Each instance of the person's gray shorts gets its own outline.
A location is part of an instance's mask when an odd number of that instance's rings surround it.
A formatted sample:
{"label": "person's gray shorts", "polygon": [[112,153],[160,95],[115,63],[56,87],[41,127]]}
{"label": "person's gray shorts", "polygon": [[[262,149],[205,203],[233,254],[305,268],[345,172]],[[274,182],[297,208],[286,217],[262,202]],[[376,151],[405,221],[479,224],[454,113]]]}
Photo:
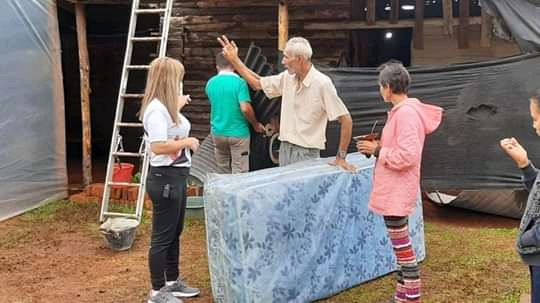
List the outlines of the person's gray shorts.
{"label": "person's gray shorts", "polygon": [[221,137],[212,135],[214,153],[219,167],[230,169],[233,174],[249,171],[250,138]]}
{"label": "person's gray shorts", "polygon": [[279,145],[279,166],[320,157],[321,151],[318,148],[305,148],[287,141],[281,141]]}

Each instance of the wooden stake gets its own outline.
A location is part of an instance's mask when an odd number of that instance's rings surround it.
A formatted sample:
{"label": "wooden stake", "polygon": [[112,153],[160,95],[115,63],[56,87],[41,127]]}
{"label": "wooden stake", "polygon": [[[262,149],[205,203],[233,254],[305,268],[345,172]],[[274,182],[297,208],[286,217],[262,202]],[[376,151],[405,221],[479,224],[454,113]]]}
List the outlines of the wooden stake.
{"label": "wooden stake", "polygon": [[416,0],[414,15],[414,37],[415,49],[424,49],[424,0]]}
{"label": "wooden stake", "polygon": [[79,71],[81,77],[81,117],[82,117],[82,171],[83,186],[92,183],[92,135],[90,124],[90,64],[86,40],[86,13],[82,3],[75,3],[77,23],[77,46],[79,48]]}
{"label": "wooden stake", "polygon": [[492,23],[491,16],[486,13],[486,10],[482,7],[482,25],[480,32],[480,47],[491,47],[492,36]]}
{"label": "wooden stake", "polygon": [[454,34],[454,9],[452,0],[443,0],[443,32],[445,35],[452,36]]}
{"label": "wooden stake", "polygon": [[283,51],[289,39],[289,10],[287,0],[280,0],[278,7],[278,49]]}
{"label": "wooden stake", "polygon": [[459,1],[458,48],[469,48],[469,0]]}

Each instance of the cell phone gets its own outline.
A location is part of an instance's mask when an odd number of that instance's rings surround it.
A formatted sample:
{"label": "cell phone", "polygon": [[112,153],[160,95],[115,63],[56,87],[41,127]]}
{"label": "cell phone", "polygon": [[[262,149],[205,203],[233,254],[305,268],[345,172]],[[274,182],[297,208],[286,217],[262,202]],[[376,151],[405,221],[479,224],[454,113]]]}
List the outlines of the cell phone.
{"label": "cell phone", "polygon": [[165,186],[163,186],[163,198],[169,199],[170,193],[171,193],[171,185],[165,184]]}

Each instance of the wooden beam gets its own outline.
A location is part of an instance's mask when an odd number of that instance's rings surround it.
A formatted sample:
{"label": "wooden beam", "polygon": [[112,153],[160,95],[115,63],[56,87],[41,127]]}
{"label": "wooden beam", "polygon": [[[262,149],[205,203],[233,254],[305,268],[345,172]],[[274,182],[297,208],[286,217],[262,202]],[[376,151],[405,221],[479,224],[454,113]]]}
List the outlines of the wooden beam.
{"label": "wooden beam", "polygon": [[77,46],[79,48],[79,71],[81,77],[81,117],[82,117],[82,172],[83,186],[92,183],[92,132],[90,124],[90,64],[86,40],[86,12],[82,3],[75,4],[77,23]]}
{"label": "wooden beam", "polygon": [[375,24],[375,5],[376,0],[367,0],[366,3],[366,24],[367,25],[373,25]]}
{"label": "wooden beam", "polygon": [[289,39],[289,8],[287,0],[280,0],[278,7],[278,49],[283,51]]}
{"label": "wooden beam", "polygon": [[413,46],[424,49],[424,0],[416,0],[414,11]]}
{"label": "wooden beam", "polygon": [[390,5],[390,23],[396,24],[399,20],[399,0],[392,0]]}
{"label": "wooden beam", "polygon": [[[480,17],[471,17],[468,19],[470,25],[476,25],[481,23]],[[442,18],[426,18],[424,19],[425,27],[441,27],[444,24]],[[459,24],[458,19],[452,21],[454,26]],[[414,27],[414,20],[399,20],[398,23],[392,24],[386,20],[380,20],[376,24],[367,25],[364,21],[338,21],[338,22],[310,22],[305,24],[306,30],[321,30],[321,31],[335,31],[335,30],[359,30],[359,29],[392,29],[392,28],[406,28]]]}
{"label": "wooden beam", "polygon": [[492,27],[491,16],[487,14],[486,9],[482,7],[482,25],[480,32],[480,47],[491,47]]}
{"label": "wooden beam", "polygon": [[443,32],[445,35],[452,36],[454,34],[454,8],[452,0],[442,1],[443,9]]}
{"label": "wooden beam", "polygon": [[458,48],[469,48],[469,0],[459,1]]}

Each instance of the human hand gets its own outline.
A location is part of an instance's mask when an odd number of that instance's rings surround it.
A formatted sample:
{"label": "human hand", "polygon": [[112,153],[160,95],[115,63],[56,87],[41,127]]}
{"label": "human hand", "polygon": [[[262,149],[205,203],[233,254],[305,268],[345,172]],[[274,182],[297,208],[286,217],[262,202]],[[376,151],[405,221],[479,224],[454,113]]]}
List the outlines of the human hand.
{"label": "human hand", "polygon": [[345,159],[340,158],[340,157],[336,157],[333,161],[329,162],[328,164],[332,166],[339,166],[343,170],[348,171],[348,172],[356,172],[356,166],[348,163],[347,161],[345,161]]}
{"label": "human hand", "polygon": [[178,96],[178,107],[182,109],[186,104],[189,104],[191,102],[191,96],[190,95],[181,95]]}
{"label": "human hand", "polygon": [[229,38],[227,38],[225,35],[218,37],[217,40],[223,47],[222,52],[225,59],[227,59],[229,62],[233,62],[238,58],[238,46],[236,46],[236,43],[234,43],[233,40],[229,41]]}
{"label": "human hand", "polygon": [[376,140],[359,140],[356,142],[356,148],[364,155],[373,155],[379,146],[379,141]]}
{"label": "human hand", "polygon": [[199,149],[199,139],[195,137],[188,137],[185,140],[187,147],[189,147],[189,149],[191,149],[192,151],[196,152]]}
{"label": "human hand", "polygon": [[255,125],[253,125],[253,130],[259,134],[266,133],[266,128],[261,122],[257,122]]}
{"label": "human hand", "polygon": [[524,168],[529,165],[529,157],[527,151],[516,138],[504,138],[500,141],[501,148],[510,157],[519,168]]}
------
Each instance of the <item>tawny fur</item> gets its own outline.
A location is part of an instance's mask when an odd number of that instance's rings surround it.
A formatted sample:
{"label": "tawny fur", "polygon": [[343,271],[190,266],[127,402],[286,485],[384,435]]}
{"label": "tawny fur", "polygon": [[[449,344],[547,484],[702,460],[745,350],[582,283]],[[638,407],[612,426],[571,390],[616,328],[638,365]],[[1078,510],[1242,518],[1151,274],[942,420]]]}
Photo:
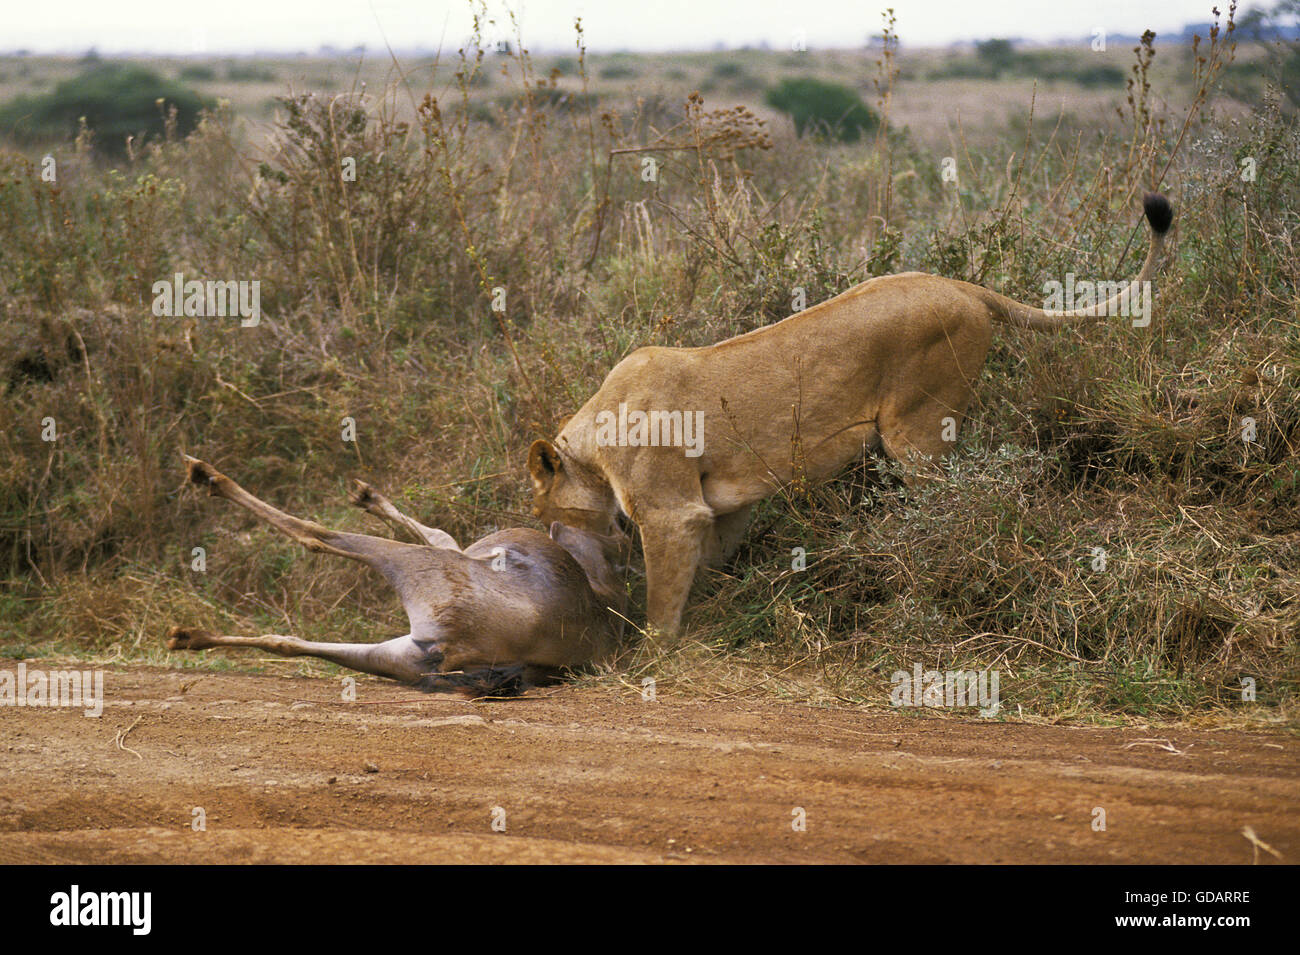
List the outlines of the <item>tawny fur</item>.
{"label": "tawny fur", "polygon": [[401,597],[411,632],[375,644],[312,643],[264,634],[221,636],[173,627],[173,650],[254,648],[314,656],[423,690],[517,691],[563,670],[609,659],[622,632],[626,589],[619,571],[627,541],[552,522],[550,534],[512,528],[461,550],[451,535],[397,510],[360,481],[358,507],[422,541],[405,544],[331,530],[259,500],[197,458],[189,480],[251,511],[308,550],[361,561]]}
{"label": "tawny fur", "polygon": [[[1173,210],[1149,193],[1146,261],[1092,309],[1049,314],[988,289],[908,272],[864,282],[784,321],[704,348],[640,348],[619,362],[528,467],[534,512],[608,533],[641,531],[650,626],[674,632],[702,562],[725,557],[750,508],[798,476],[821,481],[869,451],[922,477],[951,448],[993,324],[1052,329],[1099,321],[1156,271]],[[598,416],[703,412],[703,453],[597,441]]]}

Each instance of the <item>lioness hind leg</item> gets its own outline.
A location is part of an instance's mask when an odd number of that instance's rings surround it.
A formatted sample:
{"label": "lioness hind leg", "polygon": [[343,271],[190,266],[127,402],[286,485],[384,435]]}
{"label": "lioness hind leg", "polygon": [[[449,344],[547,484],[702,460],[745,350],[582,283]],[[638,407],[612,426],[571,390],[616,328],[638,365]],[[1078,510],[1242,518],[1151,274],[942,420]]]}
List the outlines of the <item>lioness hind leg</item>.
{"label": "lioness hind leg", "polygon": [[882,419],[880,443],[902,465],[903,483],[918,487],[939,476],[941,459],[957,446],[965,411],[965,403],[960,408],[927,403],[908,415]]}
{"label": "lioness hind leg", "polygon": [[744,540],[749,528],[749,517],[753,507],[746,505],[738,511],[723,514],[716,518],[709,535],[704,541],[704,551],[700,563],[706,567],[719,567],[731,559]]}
------
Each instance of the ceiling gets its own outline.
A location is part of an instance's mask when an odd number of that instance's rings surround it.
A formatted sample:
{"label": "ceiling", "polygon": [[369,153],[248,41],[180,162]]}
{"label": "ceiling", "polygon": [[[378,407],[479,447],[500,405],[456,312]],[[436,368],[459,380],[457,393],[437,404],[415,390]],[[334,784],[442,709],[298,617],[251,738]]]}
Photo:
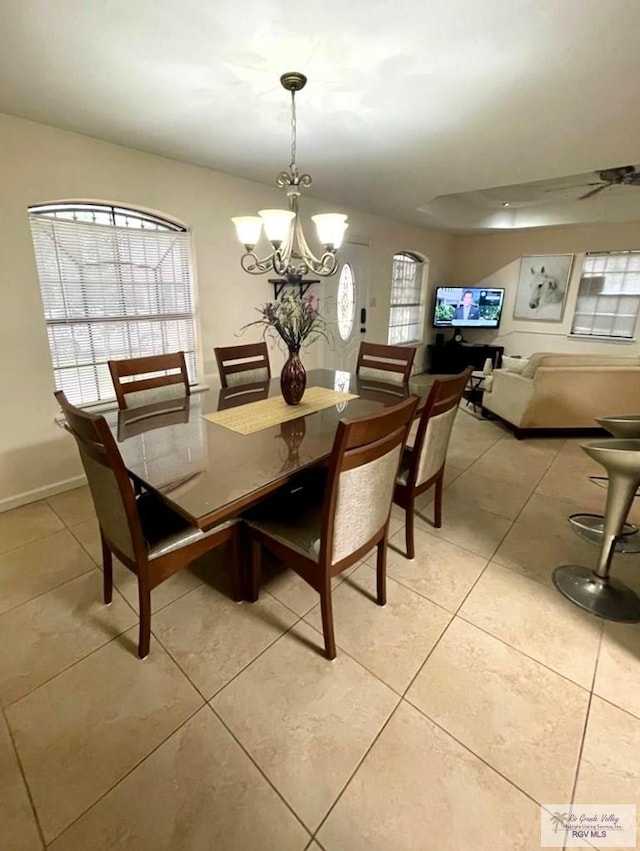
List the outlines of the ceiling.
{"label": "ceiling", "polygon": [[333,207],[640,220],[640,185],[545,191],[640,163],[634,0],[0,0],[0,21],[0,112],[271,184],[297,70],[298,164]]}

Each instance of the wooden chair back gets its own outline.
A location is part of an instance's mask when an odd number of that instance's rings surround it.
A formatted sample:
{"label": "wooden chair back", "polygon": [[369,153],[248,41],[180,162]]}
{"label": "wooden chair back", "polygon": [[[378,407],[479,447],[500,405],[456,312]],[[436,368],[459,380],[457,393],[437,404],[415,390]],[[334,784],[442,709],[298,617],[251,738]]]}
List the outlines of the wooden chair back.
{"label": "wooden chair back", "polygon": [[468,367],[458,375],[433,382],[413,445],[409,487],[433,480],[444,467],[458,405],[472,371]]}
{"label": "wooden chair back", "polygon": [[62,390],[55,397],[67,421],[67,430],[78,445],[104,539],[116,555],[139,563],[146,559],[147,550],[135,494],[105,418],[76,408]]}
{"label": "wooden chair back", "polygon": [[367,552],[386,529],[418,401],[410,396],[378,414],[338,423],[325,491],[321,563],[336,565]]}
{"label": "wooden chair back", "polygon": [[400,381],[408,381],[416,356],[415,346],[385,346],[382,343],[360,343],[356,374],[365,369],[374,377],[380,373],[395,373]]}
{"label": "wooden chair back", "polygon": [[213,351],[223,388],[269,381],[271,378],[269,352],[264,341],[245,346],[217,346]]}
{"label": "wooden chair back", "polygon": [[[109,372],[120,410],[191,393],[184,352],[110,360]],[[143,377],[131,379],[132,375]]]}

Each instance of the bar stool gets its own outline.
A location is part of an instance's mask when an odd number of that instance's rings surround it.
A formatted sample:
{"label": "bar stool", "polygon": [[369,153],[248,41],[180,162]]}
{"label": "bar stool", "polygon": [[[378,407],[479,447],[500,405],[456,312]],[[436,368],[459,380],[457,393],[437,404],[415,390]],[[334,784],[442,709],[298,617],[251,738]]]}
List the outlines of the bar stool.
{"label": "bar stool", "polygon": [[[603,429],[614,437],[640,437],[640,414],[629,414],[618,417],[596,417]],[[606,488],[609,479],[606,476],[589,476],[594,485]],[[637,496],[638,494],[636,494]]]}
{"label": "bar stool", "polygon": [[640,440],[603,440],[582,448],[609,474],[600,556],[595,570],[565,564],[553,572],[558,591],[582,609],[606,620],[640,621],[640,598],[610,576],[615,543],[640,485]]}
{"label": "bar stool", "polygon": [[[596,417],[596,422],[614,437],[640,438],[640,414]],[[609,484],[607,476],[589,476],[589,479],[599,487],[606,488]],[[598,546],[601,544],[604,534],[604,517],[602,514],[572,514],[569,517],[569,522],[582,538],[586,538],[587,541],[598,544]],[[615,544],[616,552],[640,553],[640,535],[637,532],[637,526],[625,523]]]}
------
Work task: Please output the lines above beginning at the line with "Each instance of the person's" and ending after the line with "Each instance of the wooden stake", precisely as written and with no pictures.

Expected output:
Each instance of the person's gray shorts gets its own outline.
A location is part of an instance's mask when an odd number of that instance's rings surround it.
A formatted sample:
{"label": "person's gray shorts", "polygon": [[112,153],[160,95],[115,63],[56,87],[41,127]]}
{"label": "person's gray shorts", "polygon": [[[262,149],[205,203],[233,254],[305,268],[345,172]],[[274,182],[297,208],[286,217],[262,202]],[[376,151],[405,221],[479,224],[454,113]]]}
Photo:
List the outlines of the person's gray shorts.
{"label": "person's gray shorts", "polygon": [[221,137],[212,135],[214,153],[219,167],[230,169],[233,174],[249,171],[250,138]]}
{"label": "person's gray shorts", "polygon": [[279,145],[279,166],[320,157],[321,151],[318,148],[305,148],[287,141],[281,141]]}

Each instance of the wooden stake gets its own outline.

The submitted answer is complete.